Coordinate annotation records
***

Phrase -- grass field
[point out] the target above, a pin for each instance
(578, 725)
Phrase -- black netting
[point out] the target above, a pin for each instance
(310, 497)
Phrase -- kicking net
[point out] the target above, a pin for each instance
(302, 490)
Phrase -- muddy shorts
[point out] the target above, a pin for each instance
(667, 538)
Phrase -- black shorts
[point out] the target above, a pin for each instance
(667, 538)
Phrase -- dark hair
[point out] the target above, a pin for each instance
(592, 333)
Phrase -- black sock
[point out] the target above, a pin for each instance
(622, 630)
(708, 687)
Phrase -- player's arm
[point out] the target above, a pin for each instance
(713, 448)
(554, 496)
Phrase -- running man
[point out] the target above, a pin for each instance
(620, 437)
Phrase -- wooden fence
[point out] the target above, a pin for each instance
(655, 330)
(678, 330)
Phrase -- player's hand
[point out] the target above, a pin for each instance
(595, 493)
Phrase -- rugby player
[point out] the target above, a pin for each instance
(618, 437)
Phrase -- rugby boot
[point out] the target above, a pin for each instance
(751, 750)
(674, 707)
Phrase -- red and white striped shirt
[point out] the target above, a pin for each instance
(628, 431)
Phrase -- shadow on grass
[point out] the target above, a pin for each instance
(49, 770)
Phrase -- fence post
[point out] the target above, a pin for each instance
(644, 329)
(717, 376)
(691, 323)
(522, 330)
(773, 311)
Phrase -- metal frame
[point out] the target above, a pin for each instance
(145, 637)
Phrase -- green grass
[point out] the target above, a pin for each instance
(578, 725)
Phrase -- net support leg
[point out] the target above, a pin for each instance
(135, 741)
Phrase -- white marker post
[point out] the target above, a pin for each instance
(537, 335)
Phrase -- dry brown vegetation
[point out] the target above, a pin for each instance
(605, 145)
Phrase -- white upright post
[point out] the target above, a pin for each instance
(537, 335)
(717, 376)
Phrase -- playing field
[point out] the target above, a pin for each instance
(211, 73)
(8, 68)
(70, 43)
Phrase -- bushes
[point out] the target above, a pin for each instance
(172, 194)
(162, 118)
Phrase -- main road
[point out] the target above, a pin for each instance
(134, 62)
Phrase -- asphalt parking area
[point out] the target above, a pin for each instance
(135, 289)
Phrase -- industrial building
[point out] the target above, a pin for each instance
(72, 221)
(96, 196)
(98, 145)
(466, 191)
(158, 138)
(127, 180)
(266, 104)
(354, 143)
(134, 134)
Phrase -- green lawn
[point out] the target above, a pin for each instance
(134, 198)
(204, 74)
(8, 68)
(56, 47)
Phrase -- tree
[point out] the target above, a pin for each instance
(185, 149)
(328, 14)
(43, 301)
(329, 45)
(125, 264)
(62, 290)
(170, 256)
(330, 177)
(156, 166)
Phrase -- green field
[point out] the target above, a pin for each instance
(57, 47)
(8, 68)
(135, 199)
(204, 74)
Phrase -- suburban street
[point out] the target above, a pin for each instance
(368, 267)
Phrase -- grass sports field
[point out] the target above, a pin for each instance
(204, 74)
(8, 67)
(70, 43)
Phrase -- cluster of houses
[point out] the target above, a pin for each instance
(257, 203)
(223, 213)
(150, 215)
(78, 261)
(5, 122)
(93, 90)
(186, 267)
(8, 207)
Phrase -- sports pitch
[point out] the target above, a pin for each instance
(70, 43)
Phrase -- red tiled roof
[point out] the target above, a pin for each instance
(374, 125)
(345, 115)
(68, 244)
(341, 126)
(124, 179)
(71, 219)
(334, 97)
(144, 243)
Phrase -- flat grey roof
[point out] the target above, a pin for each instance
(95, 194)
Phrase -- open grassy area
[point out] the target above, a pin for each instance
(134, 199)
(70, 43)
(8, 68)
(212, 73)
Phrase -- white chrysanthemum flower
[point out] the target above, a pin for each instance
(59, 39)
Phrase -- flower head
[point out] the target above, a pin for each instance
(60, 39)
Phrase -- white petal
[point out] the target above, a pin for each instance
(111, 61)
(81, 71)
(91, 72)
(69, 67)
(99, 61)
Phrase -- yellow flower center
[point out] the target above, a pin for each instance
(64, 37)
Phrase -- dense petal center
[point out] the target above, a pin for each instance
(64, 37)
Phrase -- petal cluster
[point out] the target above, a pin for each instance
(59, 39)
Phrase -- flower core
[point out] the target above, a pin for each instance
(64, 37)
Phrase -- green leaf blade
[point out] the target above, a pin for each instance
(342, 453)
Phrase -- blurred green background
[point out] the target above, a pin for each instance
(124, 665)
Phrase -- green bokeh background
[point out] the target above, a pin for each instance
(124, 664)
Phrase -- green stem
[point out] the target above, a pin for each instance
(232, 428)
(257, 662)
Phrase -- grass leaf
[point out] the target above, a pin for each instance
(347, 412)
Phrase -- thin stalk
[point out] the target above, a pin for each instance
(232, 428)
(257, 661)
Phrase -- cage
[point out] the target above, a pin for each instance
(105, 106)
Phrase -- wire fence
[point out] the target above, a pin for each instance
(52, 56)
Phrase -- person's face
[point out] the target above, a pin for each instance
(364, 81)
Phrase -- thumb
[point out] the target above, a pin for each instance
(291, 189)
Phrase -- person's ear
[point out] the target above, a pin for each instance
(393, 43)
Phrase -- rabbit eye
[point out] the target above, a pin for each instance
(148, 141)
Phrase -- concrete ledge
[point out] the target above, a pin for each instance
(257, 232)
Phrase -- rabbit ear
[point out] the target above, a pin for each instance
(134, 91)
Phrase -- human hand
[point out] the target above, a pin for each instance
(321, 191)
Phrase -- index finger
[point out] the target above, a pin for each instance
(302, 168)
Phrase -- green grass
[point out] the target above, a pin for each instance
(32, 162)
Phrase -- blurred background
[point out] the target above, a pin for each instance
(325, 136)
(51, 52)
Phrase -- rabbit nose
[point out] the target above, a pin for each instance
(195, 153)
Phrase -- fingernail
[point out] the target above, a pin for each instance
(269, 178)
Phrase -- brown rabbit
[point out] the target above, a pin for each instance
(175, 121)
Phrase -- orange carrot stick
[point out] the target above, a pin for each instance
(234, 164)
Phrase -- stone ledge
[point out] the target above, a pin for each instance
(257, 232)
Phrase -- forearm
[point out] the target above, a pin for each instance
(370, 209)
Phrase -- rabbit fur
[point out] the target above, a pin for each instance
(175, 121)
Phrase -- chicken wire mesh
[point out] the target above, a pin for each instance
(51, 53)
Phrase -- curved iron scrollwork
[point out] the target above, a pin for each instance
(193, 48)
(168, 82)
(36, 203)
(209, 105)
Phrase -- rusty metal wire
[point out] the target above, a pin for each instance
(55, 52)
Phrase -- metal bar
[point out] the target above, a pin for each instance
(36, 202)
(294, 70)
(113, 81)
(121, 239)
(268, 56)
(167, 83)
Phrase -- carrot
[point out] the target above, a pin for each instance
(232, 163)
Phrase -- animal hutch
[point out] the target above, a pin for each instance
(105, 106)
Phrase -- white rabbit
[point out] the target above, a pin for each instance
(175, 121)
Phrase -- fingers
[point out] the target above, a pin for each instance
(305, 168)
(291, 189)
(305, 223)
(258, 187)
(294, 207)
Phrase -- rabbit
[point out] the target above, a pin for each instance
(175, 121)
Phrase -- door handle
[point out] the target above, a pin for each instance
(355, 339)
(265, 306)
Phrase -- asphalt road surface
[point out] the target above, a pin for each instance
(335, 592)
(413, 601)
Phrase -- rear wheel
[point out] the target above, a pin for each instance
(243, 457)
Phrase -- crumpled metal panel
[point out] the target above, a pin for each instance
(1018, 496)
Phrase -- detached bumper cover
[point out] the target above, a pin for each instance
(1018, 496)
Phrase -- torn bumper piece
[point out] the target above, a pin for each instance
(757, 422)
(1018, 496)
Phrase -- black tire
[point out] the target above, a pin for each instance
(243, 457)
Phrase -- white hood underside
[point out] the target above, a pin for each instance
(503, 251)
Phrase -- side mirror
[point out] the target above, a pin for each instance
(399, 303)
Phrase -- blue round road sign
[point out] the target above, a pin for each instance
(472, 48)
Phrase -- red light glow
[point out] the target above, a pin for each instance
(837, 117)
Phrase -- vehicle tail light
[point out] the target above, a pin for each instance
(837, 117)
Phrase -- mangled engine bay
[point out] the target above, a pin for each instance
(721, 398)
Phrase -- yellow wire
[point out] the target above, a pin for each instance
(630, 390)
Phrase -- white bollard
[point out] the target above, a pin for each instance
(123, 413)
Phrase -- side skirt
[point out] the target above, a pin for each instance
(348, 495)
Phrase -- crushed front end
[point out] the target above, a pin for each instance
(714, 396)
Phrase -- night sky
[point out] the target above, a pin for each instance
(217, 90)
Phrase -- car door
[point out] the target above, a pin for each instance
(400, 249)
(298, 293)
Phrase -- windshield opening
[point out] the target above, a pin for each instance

***

● Task
Only the lines from the one containing "Phrase -- red light glow" through the end of the material should be reproduced, exactly, with both ends included.

● Answer to the task
Phrase -- red light glow
[point out] the target above, a pin for each instance
(837, 117)
Phrase -- vehicle tail light
[point out] the target above, a pin for each instance
(837, 117)
Phrase -- mangled engine bay
[point out] the target above, a pin for each instance
(721, 398)
Phrase -- yellow wire
[point out] the target above, a pin for each instance
(630, 390)
Phrase -- white bollard
[point out] the target above, a pin for each instance
(123, 413)
Phrase -- side skirt
[point out] the target above, a pin for each instance
(348, 495)
Phrase -- crushed front end
[point out] the target above, a pin for each instance
(714, 396)
Phrase -- night sky
[point out] the target above, a pin for each instance
(217, 90)
Phrase -- car door
[point out] the target above, a pin for each instance
(400, 249)
(298, 293)
Phrase -- windshield opening
[point out] the target above, a pin for each instance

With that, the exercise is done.